## Extracted data
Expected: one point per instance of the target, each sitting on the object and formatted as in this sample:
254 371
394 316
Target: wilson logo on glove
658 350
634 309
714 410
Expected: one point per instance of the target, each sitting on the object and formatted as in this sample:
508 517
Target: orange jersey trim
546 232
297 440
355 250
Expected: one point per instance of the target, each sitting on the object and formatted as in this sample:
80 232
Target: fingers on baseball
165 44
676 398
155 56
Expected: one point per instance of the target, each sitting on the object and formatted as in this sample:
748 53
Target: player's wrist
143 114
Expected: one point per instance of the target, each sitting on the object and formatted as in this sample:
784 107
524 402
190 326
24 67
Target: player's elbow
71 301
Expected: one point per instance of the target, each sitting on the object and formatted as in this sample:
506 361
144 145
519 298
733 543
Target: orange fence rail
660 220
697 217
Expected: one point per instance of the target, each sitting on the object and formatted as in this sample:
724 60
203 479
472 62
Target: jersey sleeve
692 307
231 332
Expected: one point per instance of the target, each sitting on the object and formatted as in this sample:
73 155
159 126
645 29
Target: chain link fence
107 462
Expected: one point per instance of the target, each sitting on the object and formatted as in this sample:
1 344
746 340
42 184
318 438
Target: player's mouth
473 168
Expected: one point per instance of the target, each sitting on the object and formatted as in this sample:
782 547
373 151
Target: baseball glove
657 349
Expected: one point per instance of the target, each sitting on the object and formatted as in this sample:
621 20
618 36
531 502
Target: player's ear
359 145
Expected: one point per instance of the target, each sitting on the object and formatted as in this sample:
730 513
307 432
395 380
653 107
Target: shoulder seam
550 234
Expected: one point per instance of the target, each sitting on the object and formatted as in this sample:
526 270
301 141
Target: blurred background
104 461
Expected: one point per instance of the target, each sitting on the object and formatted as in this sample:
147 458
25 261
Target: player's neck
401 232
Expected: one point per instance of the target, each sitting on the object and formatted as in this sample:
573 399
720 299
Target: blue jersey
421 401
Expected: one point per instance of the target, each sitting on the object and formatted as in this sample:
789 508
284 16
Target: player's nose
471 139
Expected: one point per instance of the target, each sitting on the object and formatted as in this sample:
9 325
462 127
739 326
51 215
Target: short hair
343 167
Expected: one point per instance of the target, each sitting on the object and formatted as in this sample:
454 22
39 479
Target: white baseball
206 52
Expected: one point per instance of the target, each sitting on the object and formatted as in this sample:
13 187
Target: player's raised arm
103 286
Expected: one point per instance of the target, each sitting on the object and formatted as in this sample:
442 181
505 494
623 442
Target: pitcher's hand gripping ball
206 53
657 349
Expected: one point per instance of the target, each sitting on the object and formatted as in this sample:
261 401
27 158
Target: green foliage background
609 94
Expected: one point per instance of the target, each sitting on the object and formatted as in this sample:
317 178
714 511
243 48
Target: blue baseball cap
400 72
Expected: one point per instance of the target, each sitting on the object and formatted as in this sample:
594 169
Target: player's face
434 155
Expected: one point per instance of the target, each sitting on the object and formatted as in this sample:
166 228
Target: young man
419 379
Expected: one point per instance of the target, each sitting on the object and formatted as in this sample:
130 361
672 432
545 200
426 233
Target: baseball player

## Problem details
Copy the records word for word.

## Solved exercise
Expected: one point per instance of the target, each sitting on the object and formatted as in this sample:
254 371
394 316
Target: wilson logo on glove
658 350
634 309
714 410
Expected: one point per instance of the target, each sitting on the object and formatted as in this sample:
508 517
Target: orange jersey trim
546 232
297 440
355 250
Expected: one point per instance of the target, each sitting on the object and formatted as in this sample:
80 232
Target: fingers on baseball
165 44
676 398
155 56
Expected: one point per instance of the target, each sitting on the object and formatted as in this sample:
748 53
Target: player's wrist
143 114
Expected: one point per instance of the target, each sitting on the object and formatted as in this sample:
784 107
524 402
190 326
24 67
Target: player's elbow
71 301
Expected: one point per instance of the target, each sitting on the object and formatted as in this sample:
506 361
144 145
519 298
733 543
Target: orange fence rail
660 220
697 217
Expected: one point per instance of the target, each sitting on the object and formatted as in this sample:
724 60
203 479
472 62
Target: jersey sleeve
692 307
231 332
Expected: one point per instance of the target, each sitting on the object and formatted as in this sample:
73 155
159 126
645 29
Target: chain link fence
107 462
Expected: one point per instance of the target, each sitting on the object and formatted as in this sample:
1 344
746 340
42 184
318 438
Target: player's mouth
473 168
Expected: one point per instance of the target, each sitting on the object and formatted as in this sample:
782 547
373 151
Target: baseball glove
657 349
Expected: one point per instance of the target, each sitting on the object and formatted as in this sample:
621 20
618 36
531 502
Target: player's ear
359 145
Expected: one point per instance of the target, each sitting on the object and formatted as in this sample:
730 513
307 432
395 380
653 107
Target: shoulder seam
550 234
Expected: one point per instance of the target, each sitting on the object and formatted as in this sample:
526 270
301 141
Target: blurred background
104 461
Expected: one point per instance of the target, each sitting on the object and formatted as in this sample:
147 458
25 261
Target: player's neck
401 232
Expected: one point per instance of the target, each sitting on the object and formatted as in this sample:
573 399
720 299
Target: blue jersey
421 401
Expected: one point per instance of the target, each sitting on the object and formatted as in this sample:
789 508
284 16
Target: player's nose
471 139
Expected: one point per instance of the target, each sitting on the object and formatted as in this sample:
9 325
462 127
739 326
51 215
Target: short hair
343 167
Expected: one point per instance of the target, each sitting on the object and formatted as in this sample:
454 22
39 479
Target: white baseball
206 52
Expected: one point per instance of the target, each sitting on the object and formatted as in this sample:
13 187
Target: player's raised arm
103 286
Expected: one point per instance of the target, each sitting on the object and formatted as in this sample:
442 181
505 494
623 442
Target: pitcher's hand gripping ball
206 53
657 349
Expected: one point per instance of the target, each sitting on the object and formatted as in this sample:
261 401
27 158
Target: green foliage background
609 94
Expected: one point per instance of the target, each sitting on the object and formatted as in this sample:
317 178
714 511
243 48
Target: blue baseball cap
400 72
Expected: one point per instance of the target, each sitting on the object and formatted as in this sample:
594 169
Target: player's face
434 155
Expected: one point per instance of the target, each sitting on the object and formatted as in this sample:
166 228
Target: young man
419 379
Expected: one point per instance of the target, each sitting on the object and formatted as in this sample:
130 361
672 432
545 200
426 233
Target: baseball player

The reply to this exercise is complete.